Data shown ▸
-------
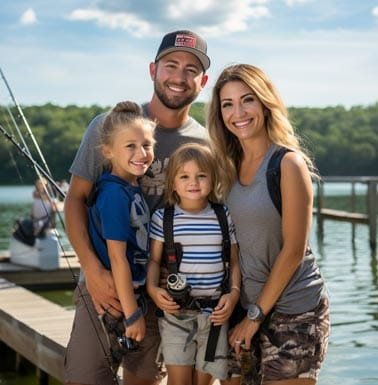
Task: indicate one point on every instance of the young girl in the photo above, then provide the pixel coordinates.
(119, 217)
(191, 182)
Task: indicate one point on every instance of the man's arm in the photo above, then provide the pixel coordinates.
(99, 281)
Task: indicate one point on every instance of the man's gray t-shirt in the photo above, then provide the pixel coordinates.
(88, 162)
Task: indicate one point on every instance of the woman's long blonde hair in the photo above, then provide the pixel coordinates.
(226, 145)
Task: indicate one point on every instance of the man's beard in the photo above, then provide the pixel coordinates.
(174, 103)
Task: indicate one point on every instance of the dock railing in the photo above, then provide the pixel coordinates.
(369, 218)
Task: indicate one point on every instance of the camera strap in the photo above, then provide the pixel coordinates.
(173, 255)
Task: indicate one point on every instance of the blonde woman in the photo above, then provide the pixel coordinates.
(286, 326)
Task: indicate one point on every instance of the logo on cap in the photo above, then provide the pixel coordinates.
(185, 41)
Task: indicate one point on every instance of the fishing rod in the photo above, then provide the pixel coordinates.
(30, 132)
(40, 169)
(34, 163)
(113, 366)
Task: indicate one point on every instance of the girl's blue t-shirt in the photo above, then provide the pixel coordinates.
(120, 213)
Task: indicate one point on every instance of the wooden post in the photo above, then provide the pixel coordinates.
(42, 376)
(372, 213)
(320, 202)
(353, 209)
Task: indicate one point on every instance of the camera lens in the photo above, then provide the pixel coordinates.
(172, 279)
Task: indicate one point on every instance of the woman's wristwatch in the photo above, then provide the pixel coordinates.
(255, 313)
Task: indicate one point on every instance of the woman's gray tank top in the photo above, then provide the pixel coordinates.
(258, 230)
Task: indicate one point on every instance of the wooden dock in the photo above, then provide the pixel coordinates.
(369, 217)
(63, 278)
(34, 327)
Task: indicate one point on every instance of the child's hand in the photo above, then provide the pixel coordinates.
(137, 330)
(222, 312)
(164, 301)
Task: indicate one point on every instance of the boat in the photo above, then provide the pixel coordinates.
(41, 252)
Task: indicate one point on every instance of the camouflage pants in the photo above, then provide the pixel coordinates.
(288, 346)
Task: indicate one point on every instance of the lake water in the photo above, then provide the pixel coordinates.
(348, 265)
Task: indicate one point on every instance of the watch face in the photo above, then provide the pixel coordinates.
(254, 313)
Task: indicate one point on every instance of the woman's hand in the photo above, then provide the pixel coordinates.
(241, 335)
(222, 312)
(137, 330)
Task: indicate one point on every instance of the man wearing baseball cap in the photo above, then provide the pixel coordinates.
(178, 75)
(185, 41)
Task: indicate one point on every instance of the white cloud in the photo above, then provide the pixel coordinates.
(28, 17)
(210, 16)
(129, 22)
(292, 3)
-------
What to work on ▸ Each entry above is to be written out exactly. The pictures stay out.

Response box ▸
Task: indicate one point on every instance of the young girl in the photo above, then provide the pixel coordinates.
(119, 217)
(191, 182)
Task: indicate one point on every instance of the man's arm in the photo above, then provide the pixel coordinates.
(99, 281)
Task: indicate one point on every instance of the man's gray t-shirt in the photo above, then provide the pixel coordinates.
(88, 162)
Task: indicate one point on every instance of the woman's long blonde hair in the photo above, then provide the pixel coordinates.
(226, 145)
Task: indicate one point on every instance of the man's beard in the photo above, then provide the pixel coordinates.
(174, 103)
Task: indicate one point on every instance of the dock railing in the photo above, then provide the pixel coordinates.
(369, 218)
Task: indicate one point on every instance of the camera strap in the photo above, then provide the pixel coordinates.
(173, 255)
Task: indicate one point on every instance of the blonde woman in the photo above, then provide the pixel coordinates.
(286, 326)
Task: indicate one point on every instance of the logo on cap in the photo above, then provide the pixel coordinates.
(185, 41)
Task: indicate one point on every instance of the fishing rod in the photo above, then provide the pixel coordinates.
(30, 132)
(40, 169)
(34, 163)
(113, 366)
Task: indicate one point on every instance of the girl's blue t-shirt in the photo above, then provide the pixel coordinates.
(120, 213)
Task: indicate one point on every instance of the wooden post in the photo above, then provide the pixel coordinates.
(42, 376)
(372, 213)
(320, 202)
(353, 209)
Task: indicate one point on every instance of the camera lens in the photo above, then provide the pixel coordinates.
(172, 279)
Task: indicate one point on every instance of the woman's wristwatch in the photo above, then provide the pixel coordinates.
(255, 313)
Task: indicate one point on every instance of the woman's gray tank top in the photo above, then provide the pixel coordinates.
(258, 230)
Task: indicate one point on every instance of the wooden dock in the photo above, then provide the pixel coordinates.
(369, 217)
(63, 278)
(34, 327)
Task: indicate one point on every instance of the child's hand in the photo above, then provide the pixel coordinates.
(137, 330)
(222, 312)
(164, 301)
Task: indicate one point on every instance of the boat in the photo above, then provide the pixel coordinates.
(41, 252)
Task: indicate one point on every instance of the camouflage pants in the photo above, then provide the pixel coordinates.
(288, 346)
Task: indicate one point on every instance of the lake water in the photo above, then provide the pixel coordinates.
(348, 265)
Task: indicate one point on every instance of the watch face in the photo above, then provide the pixel coordinates.
(254, 313)
Task: indicate one point on every instance of the woman's hand in the photo above, then provide the pixel coordinates.
(241, 335)
(222, 312)
(137, 330)
Task: indicate one point on every instance of the man wearing baseball cap in the photo above, then provide the pixel coordinates.
(178, 75)
(185, 41)
Task: indicate one point on every instance of the white cloud in the photo above, then provide the pixel coordinates.
(28, 17)
(210, 16)
(129, 22)
(292, 3)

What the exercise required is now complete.